# Records provided:
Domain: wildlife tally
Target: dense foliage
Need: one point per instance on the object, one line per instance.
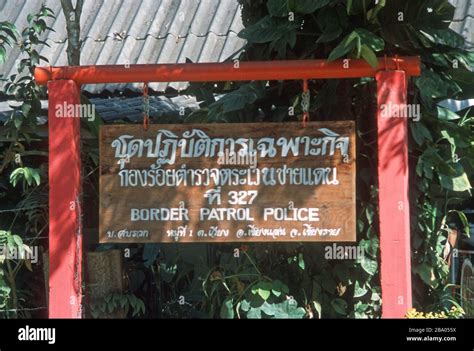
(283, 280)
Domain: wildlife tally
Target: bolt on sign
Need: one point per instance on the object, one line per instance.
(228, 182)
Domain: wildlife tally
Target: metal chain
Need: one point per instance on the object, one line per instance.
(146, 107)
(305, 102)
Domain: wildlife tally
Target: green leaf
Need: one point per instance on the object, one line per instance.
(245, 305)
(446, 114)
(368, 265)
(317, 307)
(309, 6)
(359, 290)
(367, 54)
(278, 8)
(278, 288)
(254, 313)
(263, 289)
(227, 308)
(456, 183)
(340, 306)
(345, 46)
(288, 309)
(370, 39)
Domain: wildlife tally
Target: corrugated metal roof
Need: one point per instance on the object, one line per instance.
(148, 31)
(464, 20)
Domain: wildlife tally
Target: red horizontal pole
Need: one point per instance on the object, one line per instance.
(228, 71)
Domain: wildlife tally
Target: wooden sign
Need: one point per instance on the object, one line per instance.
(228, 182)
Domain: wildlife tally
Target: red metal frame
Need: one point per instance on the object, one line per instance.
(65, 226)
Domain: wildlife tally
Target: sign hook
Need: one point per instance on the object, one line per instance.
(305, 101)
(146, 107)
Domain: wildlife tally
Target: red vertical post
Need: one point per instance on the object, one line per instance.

==

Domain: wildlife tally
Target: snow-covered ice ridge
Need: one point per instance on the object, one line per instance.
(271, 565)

# Problem requirements:
List each line of the listing above that contains the word "metal".

# Correct result:
Target: metal chain
Target: corrugated metal roof
Target: red metal frame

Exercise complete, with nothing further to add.